→ Task data
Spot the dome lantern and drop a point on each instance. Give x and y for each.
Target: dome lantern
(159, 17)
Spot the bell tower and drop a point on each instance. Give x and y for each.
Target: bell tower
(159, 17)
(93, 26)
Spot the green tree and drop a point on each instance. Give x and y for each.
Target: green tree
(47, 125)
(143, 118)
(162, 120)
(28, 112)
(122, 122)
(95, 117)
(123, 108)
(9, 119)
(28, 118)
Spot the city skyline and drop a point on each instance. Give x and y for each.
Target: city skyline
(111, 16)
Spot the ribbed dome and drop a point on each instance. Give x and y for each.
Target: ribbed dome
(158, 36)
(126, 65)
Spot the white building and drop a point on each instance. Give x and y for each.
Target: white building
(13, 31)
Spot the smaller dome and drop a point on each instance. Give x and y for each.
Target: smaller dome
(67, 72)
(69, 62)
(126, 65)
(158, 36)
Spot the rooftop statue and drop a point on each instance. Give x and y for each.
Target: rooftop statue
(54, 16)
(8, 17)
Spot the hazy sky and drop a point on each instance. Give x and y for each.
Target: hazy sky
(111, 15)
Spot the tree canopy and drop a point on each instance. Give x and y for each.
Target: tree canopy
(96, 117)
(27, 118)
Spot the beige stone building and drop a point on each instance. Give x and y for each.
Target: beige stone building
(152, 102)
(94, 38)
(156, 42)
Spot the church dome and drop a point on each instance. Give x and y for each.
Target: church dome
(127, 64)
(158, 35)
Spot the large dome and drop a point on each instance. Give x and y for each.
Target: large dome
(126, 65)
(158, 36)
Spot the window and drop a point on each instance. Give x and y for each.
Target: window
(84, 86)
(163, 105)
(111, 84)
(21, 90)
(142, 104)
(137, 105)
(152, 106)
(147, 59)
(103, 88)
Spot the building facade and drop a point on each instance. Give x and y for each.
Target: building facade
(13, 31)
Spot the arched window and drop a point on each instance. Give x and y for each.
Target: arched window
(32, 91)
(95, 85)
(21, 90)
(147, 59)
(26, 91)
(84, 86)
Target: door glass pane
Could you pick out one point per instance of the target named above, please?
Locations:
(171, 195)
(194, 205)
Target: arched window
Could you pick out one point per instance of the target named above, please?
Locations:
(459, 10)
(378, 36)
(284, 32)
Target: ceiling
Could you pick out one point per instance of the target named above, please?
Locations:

→ Work item
Copy the records above exactly, beginning at the line that contains "Spot the smaller" and stopping after the line that contains "Spot the window".

→ Exercise solution
Spot the smaller dome and drop a point on each instance. Give x and y for each.
Target: smaller dome
(67, 72)
(69, 62)
(126, 65)
(158, 36)
Spot the rooftop statue and drop a point on each instance. Give x and y for each.
Target: rooftop statue
(54, 16)
(8, 17)
Spot the hazy sky and drop a point on each instance. Give x and y for each.
Target: hazy sky
(111, 15)
Spot the tree canopy and drop a point on each instance. Give x and y for each.
Target: tree canopy
(96, 117)
(27, 118)
Spot the beige stone building and drop a point on each instance. Give x and y for each.
Target: beige stone building
(152, 102)
(94, 38)
(156, 42)
Spot the church dome and drop a point on each instance. Give x and y for each.
Target: church dome
(127, 64)
(158, 35)
Spot the large dome and drop a point on each instance. Give x and y for each.
Target: large dome
(126, 65)
(158, 36)
Spot the window and drop a point on each instance. Give x and y for each.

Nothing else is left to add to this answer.